== PROBLEM DESCRIPTION ==
Copy the stretch of entries below from the line containing "Every instance of the grass" through the line containing "[(741, 825)]", with both of those lines included.

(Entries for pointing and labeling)
• • • •

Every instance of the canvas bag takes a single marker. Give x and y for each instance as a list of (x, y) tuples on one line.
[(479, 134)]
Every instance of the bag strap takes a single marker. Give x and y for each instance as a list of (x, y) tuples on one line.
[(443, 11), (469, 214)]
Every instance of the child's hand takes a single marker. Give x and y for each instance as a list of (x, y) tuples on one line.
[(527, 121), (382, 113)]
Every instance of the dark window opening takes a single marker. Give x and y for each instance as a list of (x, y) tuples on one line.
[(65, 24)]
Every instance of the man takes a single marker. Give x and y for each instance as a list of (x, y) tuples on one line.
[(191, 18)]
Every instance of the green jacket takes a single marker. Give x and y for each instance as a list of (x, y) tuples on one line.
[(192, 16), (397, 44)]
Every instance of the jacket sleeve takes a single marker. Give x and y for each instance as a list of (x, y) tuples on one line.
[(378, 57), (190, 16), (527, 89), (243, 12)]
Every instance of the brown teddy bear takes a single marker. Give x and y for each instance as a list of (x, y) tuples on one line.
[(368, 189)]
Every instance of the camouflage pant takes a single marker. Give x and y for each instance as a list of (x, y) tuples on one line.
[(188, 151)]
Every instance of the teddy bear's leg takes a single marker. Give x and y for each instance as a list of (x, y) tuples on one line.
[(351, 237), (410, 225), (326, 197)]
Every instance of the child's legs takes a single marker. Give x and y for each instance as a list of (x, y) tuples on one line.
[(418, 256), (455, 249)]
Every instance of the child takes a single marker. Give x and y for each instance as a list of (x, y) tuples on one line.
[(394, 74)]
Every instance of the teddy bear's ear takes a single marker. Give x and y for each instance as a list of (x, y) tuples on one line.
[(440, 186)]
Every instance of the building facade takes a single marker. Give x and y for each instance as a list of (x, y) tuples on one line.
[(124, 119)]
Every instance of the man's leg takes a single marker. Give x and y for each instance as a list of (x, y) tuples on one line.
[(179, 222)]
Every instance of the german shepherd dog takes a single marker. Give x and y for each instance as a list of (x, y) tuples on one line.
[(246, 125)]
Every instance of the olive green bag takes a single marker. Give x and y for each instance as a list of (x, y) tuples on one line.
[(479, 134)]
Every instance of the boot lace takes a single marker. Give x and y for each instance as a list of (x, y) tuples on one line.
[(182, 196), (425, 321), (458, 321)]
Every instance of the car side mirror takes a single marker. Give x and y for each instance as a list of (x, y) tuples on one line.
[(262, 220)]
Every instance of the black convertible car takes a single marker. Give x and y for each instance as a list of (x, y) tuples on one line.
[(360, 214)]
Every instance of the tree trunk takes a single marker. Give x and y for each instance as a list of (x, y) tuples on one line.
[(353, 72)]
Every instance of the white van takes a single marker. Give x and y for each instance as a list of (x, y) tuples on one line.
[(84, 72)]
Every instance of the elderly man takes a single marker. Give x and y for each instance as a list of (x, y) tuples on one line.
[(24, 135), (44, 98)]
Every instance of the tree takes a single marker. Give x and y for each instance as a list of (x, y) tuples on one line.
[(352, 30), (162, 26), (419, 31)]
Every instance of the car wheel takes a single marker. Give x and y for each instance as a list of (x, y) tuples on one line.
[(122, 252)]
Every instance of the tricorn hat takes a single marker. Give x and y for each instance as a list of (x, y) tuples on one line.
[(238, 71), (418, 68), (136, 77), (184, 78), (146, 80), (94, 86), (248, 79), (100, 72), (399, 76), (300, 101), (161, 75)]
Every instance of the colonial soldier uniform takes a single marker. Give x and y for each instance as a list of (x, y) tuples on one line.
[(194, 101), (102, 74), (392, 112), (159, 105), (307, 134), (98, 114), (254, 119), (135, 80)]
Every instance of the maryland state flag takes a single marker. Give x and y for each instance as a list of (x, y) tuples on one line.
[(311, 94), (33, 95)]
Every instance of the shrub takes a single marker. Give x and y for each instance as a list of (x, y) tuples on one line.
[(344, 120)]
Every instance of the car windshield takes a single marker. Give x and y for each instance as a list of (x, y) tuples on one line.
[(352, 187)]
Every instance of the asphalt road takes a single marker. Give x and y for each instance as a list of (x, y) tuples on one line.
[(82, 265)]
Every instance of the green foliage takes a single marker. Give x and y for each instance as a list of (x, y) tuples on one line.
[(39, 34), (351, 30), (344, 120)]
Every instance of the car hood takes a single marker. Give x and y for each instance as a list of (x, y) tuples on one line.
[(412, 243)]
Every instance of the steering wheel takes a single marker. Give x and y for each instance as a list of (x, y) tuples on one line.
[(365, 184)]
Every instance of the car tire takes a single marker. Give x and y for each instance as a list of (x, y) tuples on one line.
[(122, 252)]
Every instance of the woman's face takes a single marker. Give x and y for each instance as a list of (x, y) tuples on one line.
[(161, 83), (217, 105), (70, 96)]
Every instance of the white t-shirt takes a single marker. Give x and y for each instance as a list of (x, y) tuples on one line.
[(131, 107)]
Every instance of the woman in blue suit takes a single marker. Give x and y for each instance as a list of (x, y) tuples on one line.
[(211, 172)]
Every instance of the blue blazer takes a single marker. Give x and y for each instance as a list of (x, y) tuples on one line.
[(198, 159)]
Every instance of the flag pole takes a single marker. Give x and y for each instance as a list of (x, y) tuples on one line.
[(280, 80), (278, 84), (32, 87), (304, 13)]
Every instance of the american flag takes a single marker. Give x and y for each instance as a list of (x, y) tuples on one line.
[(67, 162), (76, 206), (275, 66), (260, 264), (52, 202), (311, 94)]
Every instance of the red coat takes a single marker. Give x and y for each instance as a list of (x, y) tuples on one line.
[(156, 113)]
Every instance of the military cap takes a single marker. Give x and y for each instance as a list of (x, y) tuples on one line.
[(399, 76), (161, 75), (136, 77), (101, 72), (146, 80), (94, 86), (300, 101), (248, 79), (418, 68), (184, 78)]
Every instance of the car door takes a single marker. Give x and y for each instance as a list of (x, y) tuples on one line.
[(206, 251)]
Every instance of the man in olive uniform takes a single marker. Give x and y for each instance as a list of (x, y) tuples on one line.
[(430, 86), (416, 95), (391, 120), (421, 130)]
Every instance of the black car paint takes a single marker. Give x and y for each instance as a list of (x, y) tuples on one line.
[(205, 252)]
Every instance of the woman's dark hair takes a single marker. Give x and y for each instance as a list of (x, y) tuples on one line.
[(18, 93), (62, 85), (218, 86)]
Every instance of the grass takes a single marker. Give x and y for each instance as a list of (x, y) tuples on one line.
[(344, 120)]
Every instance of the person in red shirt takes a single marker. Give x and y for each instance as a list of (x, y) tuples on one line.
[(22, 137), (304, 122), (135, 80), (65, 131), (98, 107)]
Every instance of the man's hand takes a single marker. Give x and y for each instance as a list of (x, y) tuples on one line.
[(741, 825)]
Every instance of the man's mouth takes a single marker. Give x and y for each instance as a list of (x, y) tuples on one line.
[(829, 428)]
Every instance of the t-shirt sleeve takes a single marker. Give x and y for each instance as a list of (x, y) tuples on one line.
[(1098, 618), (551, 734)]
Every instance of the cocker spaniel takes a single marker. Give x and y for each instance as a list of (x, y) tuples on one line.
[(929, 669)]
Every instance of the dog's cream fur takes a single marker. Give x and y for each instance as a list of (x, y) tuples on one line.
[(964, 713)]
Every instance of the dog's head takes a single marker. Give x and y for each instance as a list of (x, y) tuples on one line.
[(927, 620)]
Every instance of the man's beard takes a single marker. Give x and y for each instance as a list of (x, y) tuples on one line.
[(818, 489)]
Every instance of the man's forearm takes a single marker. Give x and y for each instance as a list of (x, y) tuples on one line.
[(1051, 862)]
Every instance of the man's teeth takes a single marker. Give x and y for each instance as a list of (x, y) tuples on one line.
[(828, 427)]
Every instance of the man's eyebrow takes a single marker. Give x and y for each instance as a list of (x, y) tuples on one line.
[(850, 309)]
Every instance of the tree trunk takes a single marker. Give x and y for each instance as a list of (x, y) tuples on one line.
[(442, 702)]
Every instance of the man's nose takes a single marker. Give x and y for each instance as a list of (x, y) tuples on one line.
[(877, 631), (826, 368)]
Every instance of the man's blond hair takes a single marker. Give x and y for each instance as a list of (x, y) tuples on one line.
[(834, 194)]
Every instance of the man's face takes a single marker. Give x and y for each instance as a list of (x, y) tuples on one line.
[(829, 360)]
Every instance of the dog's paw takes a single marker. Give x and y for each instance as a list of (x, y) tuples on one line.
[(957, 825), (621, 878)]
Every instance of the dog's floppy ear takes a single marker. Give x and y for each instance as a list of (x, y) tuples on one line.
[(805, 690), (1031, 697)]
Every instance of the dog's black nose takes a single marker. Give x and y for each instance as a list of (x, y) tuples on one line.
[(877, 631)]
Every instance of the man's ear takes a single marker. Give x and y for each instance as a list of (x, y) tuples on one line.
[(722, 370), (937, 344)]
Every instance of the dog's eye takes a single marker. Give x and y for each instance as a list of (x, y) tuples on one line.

• • • •

== SOLVED EXERCISE ==
Every instance of the grass takes a single marker. Give x and y for each instance as a list of (x, y) tuples on one line.
[(344, 120)]
Every instance of the person in red shirt takes a single marker. Give x and y for each instance as a list of (x, y) tuples on one line.
[(22, 137), (304, 122), (135, 80), (65, 131), (98, 107)]
Every instance of the man's hand takes a single marker. Give x and y for each instance as a list of (x, y) tuples on one line.
[(741, 825)]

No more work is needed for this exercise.